= EXTRACT TO READ =
===============

Apr
26

The annual Research Symposium showcases the capstone projects of Humanities Core students who won the Undergraduate Research Opportunities Program/Humanities Core Research Awards last spring. Presenters will share how they chose their topics and what they learned about writing and humanistic research methodologies in the process of building their projects. Each session will include a dialogue with current HumCore students who are at the beginning of their own research journeys. These projects were created as part of the cycle on Worldbuilding directed by Professor Jonathan Alexander. 

 

 Friday, April 26, 2024

Humanities Gateway 1030 

8:45–9:00 a.m. Welcome with Coffee and Light Breakfast

9:00–9:50 a.m. Session 1

  • Dena Falahati (Biological Sciences), “Empathetic AI: Reflecting Humanity and Combating Isolation through Hybridization and Posthumanism in Jay Kristoff and Amie Kaufman’s Illuminae
  • Sarah Hernandez (English), “Race, Genre, and Beauty: A Close Reading of Helen Oyeyemi’s Boy, Snow, Bird, a Loose Snow White Retelling that Explores the External Forces that Define One’s Story” 
  • Cali Hess (Psychology), “Mapping Dreams: The Force Behind Mobility in the Joseph Narrative” 

Panel Q&A with current HumCore students

 10:00–10:50 a.m. Session 2

  • Bryce Bitetti (Film and Media Studies), “Morality and Intended Play in Interactive Worlds: How Neocolonialist Ideology is Constructed in Breath of the Wild” 
  • Julia Black (History), “The Myth, the Man, and the Monster: The Evolution of Black Sails’ Captain Flint”

===============

(Dataset excerpts)
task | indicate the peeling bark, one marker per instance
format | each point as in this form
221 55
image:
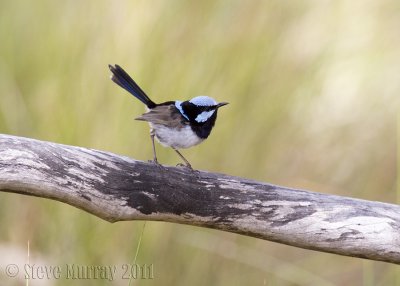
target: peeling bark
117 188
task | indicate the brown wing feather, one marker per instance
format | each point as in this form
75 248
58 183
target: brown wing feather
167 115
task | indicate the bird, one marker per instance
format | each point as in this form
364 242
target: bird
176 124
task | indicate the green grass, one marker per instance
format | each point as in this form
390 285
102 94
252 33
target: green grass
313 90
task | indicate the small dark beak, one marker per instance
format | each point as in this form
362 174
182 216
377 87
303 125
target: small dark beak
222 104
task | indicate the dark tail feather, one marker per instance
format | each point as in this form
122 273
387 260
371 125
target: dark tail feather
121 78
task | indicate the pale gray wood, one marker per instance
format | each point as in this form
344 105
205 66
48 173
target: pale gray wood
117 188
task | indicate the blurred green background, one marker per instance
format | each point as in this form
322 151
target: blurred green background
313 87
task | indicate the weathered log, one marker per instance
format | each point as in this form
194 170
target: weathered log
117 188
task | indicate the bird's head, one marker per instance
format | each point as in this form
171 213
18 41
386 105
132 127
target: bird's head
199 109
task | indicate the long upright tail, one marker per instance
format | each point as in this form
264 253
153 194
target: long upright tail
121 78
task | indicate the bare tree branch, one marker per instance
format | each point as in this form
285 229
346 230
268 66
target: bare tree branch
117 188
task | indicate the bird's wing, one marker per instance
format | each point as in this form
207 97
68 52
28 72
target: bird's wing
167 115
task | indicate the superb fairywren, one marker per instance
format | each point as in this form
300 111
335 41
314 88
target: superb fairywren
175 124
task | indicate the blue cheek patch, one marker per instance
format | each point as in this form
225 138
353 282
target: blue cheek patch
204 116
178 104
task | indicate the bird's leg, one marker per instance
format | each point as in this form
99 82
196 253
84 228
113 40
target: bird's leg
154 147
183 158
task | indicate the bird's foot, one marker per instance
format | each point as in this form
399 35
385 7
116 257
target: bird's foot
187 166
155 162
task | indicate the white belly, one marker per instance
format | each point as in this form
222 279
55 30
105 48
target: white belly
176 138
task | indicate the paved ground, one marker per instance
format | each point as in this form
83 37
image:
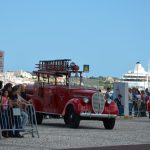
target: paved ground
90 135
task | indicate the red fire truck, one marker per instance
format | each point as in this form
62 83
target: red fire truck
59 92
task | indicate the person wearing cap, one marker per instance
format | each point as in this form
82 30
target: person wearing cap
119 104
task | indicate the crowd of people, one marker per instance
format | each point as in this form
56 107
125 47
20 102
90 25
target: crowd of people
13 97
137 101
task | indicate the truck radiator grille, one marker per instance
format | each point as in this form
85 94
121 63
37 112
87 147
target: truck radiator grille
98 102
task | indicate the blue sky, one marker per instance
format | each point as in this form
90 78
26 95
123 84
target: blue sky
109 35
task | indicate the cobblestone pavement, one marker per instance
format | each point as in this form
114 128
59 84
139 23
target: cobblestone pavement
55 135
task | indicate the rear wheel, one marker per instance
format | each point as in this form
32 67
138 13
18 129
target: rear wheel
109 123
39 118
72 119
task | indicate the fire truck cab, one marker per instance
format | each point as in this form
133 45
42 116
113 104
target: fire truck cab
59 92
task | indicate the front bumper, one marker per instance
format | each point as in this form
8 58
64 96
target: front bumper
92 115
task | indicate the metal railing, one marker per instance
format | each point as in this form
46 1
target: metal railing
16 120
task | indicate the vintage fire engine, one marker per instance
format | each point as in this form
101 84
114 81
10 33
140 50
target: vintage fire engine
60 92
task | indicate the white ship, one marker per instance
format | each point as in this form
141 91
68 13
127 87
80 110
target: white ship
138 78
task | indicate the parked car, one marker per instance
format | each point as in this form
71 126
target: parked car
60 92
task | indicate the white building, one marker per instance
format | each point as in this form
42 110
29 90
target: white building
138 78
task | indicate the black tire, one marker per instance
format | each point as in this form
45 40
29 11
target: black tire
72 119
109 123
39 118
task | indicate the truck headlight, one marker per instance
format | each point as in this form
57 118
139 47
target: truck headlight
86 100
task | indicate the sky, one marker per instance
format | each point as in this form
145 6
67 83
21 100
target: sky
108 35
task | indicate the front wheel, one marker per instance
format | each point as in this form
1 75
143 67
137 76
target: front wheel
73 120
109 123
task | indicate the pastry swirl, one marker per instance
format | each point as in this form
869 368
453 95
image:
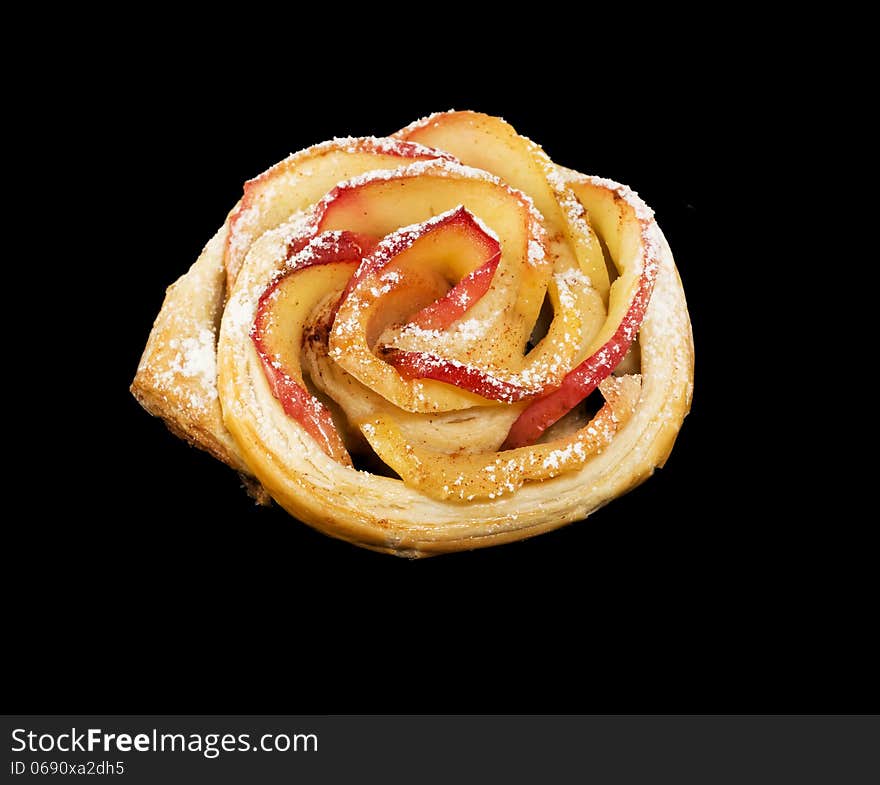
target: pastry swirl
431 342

===============

= STUDY QUESTIONS =
A. Answer these questions using the symposium schedule, one answer per line, marked to match:
(i) Who directed the cycle on Worldbuilding?
(ii) In which room is the symposium held?
(iii) What is Cali Hess's field of study?
B. Carry the symposium schedule forward from its last entry.
None of the data is connected to the symposium schedule.

= EXERCISE ANSWERS =
A.
(i) Professor Jonathan Alexander
(ii) Humanities Gateway 1030
(iii) Psychology

B.
  • Liam Harrington (History & Education Sciences), “Modern Transcendentalist Vision: How Video Game Red Dead Redemption 2 World Builds Visions of America’s Environmental Past and Future” 

Panel Q&A with current HumCore students

11:00–11:50 a.m. Session 3

  • Céline Dahlstrom (Comparative Literature), “Artificial Authenticity: The Role of Whiteness in Dimming the Sparkle of Samba” 
  • Roger Nguyen (Psychology & Sociology), “Mattel’s Barbie: An Exploration of Consumer-Brand Worldbuilding and The Ethics of Female Fantasization”
  • Janice Park (Public Health Policy & Health Informatics), “Paint the Town Red or Climb the Concrete Jungle: How Street Art Can Defy or Fail to Escape the Disciplinary Apparatus of Capitalistic Control in the Art Market” 

Panel Q&A with current HumCore students

12:00–1:00 p.m. Lunch (served outside HG 1030 in the courtyard)

These awards are possible thanks to the generous support of UROP and the many friends of the HumCore Program who donated to our 50th Anniversary Zotfunder campaign.